■ Written problem: Set down all of the data that follows word for word, without the images.

*** Stored rows ***

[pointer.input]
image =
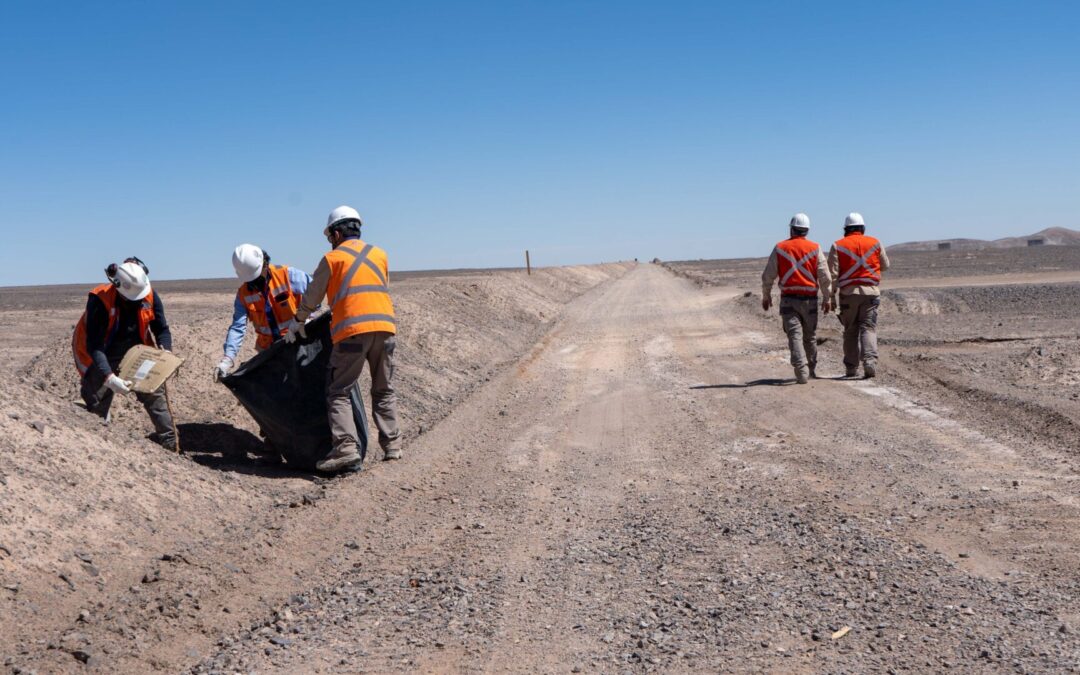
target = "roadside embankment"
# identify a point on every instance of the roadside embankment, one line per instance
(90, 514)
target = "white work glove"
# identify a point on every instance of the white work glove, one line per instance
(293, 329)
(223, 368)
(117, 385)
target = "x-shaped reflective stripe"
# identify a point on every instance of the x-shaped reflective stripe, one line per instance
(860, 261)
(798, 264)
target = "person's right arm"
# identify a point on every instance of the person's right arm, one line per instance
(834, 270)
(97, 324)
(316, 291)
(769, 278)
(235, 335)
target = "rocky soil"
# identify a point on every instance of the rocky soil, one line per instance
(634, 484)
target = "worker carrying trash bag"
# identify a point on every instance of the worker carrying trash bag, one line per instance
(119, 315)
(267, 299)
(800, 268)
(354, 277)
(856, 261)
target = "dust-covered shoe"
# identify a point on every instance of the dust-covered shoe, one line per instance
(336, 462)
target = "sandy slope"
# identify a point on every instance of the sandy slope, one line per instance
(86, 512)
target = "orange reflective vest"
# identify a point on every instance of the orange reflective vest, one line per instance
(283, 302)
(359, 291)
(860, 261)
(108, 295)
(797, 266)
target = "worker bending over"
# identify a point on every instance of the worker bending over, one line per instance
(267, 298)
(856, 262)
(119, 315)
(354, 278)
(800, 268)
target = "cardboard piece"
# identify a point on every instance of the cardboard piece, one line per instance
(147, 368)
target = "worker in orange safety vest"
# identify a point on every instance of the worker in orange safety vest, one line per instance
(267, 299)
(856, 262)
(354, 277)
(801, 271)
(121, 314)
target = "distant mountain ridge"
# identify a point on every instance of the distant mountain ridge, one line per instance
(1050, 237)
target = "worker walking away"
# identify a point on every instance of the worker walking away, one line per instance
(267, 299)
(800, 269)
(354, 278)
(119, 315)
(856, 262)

***

■ Complete output:
[pointer.input]
image =
target = "roadside embankment"
# identify a point on every instance of the roadside embankment, one line per instance
(90, 514)
target = "white work glove"
# identify a point on every instance of the white work glove, one line per instance
(293, 329)
(223, 368)
(117, 385)
target = "x-shaped reflective stripe"
# identify a point on every instance of the x-shaped reflective stripe, one line per instance
(860, 261)
(798, 264)
target = "person's right arm"
# identify a point on every instance of the person's right arm, one line per instance
(834, 270)
(97, 324)
(316, 291)
(769, 278)
(235, 335)
target = "rocky soil"
# identify a point on every instance of the rocky soil, one line per instance
(634, 484)
target = "worker carrying trash bag"
# identify a point on every instance of the worker carrying trash bag, one line per instance
(119, 315)
(267, 299)
(800, 268)
(354, 277)
(856, 261)
target = "dust-covered shoe"
# identify a point on every instance of the dust-covered shoe, one line per instance
(336, 462)
target = "sandy slope"
# identify a point on every instance of the sandy slope, one line per instance
(86, 512)
target = "orange reflective vest"
# identify a point on every instance of the orange reflective vest, one line per instance
(283, 302)
(359, 291)
(860, 261)
(108, 295)
(797, 266)
target = "worker bending over"
# identify a point on every instance of the worker bending over, one line per instance
(267, 298)
(856, 262)
(119, 315)
(354, 278)
(800, 268)
target = "cardboard piece"
# identify a point on every instance of the cardboard piece, one line per instance
(147, 368)
target = "worker in orange safety vest"
# identify a point on every instance of the worker in orange safety vest, one line per instance
(267, 299)
(856, 262)
(354, 277)
(801, 271)
(121, 314)
target = "distant mountain ridge"
# identify a point on every instance of the distant mountain ridge, one line per instance
(1050, 237)
target = "worker walking away"
# identify a point on every instance of the worker walking away, one line per instance
(267, 299)
(800, 269)
(354, 278)
(119, 315)
(856, 262)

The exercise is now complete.